::: The records
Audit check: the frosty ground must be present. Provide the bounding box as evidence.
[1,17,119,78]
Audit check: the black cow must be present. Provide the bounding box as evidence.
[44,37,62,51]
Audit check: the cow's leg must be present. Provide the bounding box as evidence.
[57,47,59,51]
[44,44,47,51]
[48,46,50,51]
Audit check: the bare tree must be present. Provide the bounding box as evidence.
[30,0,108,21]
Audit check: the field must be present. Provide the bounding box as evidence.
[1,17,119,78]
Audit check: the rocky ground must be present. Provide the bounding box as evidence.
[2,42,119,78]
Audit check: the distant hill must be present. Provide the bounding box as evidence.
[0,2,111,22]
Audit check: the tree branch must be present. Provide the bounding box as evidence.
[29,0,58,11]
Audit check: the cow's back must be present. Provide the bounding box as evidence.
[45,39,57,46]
::::::
::: The records
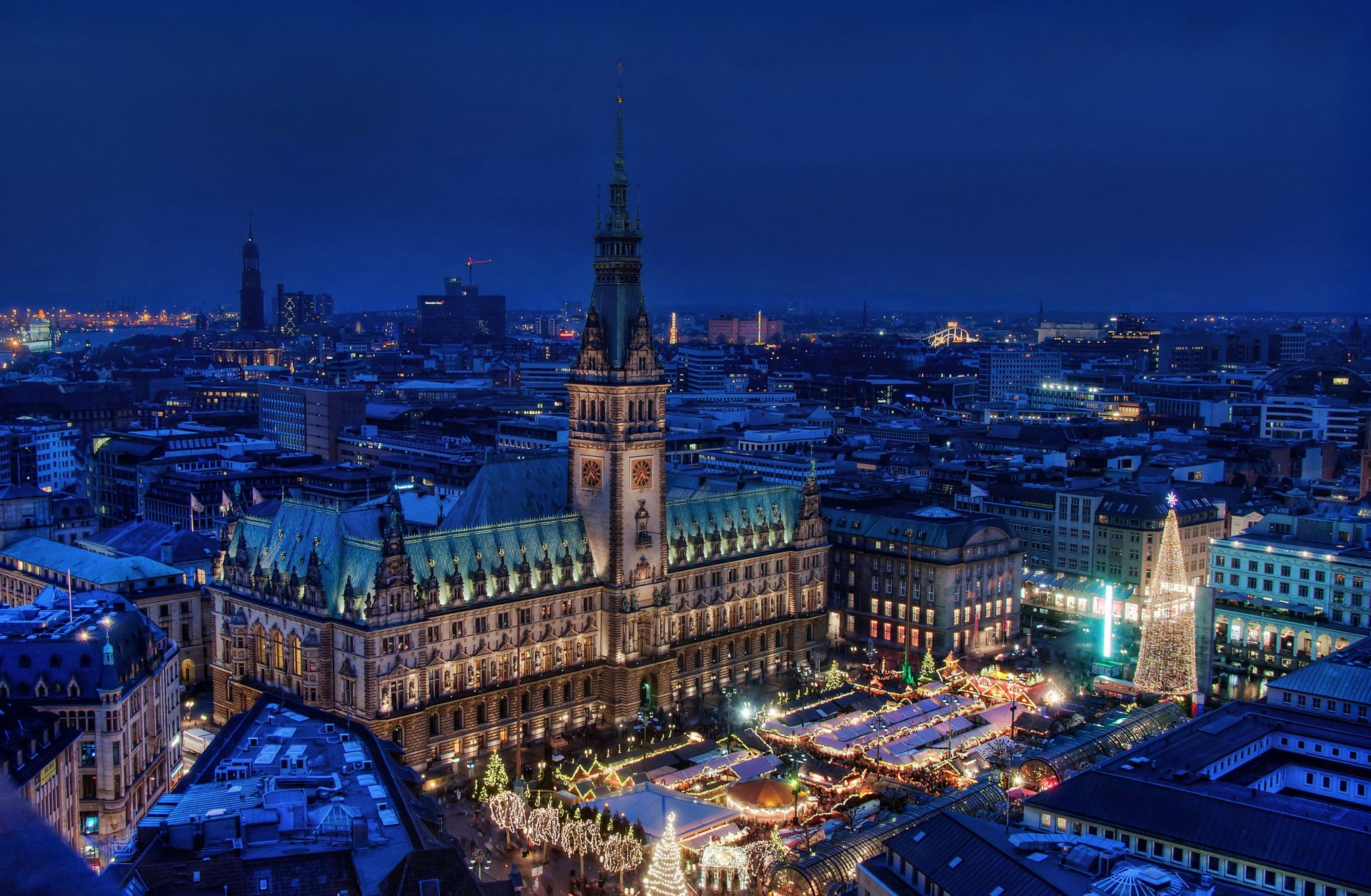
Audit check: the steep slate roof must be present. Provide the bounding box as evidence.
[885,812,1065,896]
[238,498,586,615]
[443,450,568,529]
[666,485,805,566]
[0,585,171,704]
::::::
_Requirements_: Set down word for word the lines beginning with the one containing "Audit check: the cow's back" and continuing through the one containing "[45,39,57,46]".

_Result of this task_:
Audit check: the cow's back must be present. Provide the bounding box as evidence.
[45,39,57,46]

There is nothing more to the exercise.